▶ _Task objective_: Please copy the article below on health and safety in hair and beauty salons, reproducing every word of it.

▶ _Extracted text_:
****
6 March 2017

In common with many low risk businesses, the main causes of injuries in hair salons, barbershops and beauty salons are slips, trips and falls, rather than occupationally-specific conditions.

The NHBF takes health and safety seriously, and has published a toolkit to help prevent some of the health risks specifically associated with working within the hairdressing industry. One example is contact dermatitis which is caused by frequent ‘wet work’. Research published by the UK Health & Safety Executive (HSE) shows that hairdressers and beauty therapists have higher rates of contact dermatitis than other industries. However, rates have fallen over the last 10 years and the condition affects just 82 people out of every 100,000. Initiatives such as ‘Bad Hand Day’, supported by the NHBF and the HSE, show that education to raise awareness of the condition and how to prevent it are more effective than a legally binding EU directive which negatively focuses on non-compliance and enforcement.

While the UK has resisted the EU directive, the agreement was signed in 2012 by UNI Europa on behalf of the unions, and the employer’s body, Coiffure EU, despite strong opposition and a majority of just one vote. Ten EU member states, including the UK, have stated that they would oppose implementing the agreement in their countries.

Seven years on, it has still not been implemented by the European Commission. The Commission itself has cited the hairdressers’ occupational health and safety agreement as an example of the kind of red tape bureaucracy they want to stamp out because it has a disproportionate impact on small businesses. Further, the agreement cannot be legally enforced on self-employed hairdressers and barbers, which means that approximately half of the UK workforce would be exempt from its requirements.

NHBF chief executive Hilary Hall said, “Employers owe it to the people working in their businesses to protect their health and safety. It makes good business sense too, as absence from work due to preventable conditions has an economic as well as a human cost. But we believe that education is a better way of tackling these problems than introducing yet more EU red tape.”
****
▶ _Dataset extract_:
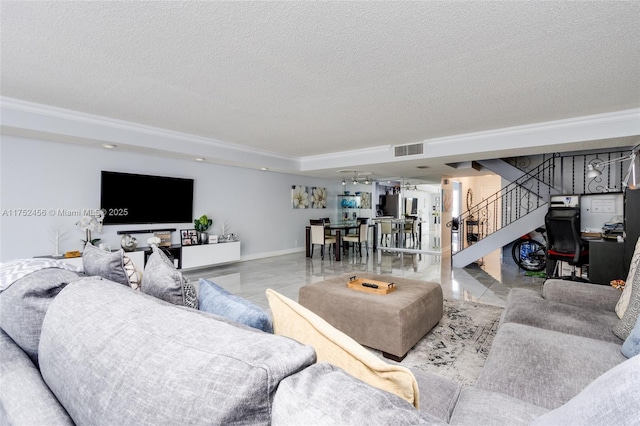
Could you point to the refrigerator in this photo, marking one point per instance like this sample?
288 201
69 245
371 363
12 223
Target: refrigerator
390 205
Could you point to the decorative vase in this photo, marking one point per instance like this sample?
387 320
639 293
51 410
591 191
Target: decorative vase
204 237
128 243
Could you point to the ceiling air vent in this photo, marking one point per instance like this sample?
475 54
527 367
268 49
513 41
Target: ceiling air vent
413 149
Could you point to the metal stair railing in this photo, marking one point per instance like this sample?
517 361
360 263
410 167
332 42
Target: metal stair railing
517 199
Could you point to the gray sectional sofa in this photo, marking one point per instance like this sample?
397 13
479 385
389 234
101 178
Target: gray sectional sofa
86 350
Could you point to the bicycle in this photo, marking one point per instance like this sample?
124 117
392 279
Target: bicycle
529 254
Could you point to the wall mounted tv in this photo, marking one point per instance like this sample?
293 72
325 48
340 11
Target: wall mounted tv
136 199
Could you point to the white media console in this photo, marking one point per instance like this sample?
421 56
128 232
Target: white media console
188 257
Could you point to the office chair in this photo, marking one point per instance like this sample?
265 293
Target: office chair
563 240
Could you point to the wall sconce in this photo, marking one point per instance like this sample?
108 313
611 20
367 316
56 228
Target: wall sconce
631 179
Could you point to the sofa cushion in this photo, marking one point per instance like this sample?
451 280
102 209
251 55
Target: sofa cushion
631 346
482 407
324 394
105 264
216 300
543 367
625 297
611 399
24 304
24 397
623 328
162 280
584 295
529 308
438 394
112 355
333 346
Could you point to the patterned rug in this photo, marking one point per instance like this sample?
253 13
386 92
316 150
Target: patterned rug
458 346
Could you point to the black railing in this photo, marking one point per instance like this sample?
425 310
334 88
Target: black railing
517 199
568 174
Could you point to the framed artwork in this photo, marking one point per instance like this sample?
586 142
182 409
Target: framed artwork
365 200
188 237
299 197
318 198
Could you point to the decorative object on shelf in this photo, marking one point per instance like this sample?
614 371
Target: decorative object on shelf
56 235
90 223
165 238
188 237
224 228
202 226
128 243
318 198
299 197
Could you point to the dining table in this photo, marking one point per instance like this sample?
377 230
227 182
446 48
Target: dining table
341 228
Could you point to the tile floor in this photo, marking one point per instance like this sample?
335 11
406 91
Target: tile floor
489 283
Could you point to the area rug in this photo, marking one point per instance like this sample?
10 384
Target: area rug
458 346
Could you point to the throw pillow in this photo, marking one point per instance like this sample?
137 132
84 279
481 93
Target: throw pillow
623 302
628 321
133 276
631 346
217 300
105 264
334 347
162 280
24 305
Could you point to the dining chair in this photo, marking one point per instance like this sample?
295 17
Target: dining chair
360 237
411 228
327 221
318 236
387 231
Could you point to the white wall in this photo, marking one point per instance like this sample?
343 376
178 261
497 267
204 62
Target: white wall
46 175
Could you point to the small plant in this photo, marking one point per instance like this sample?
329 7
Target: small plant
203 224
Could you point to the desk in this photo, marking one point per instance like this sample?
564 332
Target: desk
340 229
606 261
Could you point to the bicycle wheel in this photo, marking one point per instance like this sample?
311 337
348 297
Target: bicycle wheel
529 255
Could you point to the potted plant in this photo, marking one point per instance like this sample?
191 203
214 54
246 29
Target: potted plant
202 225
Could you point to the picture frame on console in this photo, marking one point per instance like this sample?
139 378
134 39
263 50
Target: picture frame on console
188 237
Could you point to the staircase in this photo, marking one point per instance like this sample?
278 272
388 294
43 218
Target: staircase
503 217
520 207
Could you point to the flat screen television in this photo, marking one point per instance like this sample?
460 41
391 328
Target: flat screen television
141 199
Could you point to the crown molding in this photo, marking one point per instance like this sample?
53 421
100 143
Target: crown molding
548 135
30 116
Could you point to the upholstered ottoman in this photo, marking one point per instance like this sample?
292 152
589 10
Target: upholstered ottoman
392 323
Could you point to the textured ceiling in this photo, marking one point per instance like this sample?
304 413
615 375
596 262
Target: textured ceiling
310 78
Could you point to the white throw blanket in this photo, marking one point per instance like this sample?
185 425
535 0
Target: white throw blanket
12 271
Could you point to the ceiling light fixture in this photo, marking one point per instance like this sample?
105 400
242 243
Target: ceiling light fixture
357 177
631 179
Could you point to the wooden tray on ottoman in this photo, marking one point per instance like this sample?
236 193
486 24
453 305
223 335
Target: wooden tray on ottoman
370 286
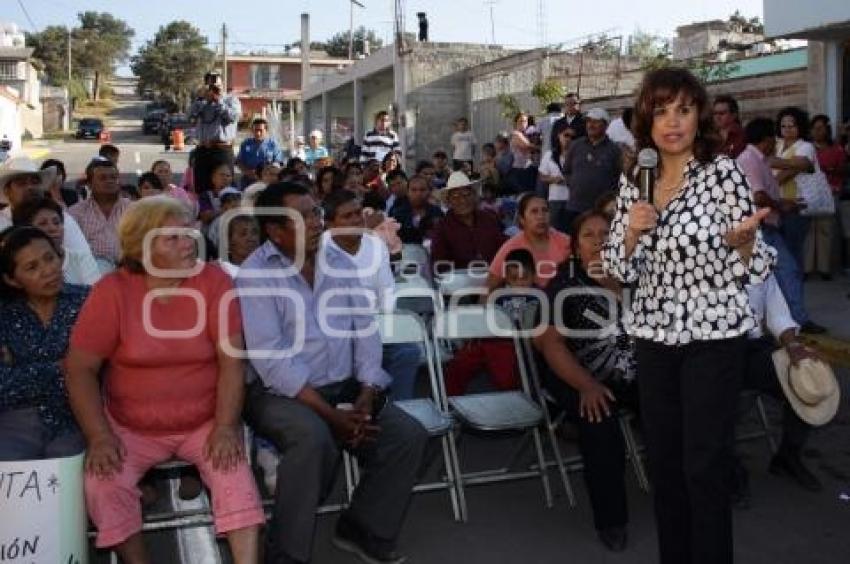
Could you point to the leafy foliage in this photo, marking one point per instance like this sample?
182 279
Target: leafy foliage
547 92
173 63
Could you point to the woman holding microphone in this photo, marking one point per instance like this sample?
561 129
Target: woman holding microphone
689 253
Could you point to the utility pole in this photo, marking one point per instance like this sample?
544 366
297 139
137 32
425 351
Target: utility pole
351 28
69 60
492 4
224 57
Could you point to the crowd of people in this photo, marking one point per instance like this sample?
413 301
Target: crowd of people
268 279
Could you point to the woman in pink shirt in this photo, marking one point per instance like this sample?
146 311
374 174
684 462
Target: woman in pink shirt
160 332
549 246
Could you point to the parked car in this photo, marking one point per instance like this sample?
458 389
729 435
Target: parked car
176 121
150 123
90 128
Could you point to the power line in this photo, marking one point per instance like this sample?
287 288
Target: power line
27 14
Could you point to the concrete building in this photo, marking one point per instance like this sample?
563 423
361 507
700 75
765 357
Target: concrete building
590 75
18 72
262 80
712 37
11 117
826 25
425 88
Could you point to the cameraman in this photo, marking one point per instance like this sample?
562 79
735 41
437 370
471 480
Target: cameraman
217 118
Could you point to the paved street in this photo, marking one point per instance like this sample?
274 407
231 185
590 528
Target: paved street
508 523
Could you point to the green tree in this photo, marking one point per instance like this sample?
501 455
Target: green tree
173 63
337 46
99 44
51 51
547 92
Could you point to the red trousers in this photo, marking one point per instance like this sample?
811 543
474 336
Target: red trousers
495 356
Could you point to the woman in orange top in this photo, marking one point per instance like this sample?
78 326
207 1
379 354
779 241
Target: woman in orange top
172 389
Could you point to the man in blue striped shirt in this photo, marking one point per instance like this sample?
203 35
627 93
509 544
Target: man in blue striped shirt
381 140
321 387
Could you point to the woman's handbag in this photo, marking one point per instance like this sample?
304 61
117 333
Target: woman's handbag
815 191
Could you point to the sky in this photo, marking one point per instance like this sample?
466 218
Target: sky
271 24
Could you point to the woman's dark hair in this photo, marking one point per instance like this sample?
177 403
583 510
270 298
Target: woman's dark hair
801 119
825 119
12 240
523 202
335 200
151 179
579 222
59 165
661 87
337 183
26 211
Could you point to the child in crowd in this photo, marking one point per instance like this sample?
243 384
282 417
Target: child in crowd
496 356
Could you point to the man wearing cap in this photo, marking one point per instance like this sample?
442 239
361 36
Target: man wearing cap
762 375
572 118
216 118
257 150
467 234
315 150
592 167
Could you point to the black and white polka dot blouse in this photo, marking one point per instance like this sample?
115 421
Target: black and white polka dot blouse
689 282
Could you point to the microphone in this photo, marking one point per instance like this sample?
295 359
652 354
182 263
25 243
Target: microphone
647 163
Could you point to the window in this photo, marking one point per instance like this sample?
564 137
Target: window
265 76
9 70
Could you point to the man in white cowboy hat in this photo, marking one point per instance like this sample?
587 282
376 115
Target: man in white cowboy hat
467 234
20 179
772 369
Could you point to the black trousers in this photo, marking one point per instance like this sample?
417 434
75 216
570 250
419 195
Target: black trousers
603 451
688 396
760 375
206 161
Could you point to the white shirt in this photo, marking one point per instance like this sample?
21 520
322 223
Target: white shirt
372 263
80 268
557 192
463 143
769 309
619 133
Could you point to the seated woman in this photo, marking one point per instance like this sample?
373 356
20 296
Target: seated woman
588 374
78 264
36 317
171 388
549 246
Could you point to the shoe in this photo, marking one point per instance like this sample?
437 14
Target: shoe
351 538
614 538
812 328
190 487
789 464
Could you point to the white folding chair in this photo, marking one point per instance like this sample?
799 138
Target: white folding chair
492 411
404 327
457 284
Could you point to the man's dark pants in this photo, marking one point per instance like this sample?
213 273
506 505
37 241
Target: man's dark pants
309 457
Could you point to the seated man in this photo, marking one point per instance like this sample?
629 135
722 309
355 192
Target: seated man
****
▶ _Answer section_:
6 March 2017

In common with many low risk businesses, the main causes of injuries in hair salons, barbershops and beauty salons are slips, trips and falls, rather than occupationally-specific conditions.

The NHBF takes health and safety seriously, and has published a toolkit to help prevent some of the health risks specifically associated with working within the hairdressing industry. One example is contact dermatitis which is caused by frequent ‘wet work’. Research published by the UK Health & Safety Executive (HSE) shows that hairdressers and beauty therapists have higher rates of contact dermatitis than other industries. However, rates have fallen over the last 10 years and the condition affects just 82 people out of every 100,000. Initiatives such as ‘Bad Hand Day’, supported by the NHBF and the HSE, show that education to raise awareness of the condition and how to prevent it are more effective than a legally binding EU directive which negatively focuses on non-compliance and enforcement.

While the UK has resisted the EU directive, the agreement was signed in 2012 by UNI Europa on behalf of the unions, and the employer’s body, Coiffure EU, despite strong opposition and a majority of just one vote. Ten EU member states, including the UK, have stated that they would oppose implementing the agreement in their countries.

Seven years on, it has still not been implemented by the European Commission. The Commission itself has cited the hairdressers’ occupational health and safety agreement as an example of the kind of red tape bureaucracy they want to stamp out because it has a disproportionate impact on small businesses. Further, the agreement cannot be legally enforced on self-employed hairdressers and barbers, which means that approximately half of the UK workforce would be exempt from its requirements.

NHBF chief executive Hilary Hall said, “Employers owe it to the people working in their businesses to protect their health and safety. It makes good business sense too, as absence from work due to preventable conditions has an economic as well as a human cost. But we believe that education is a better way of tackling these problems than introducing yet more EU red tape.”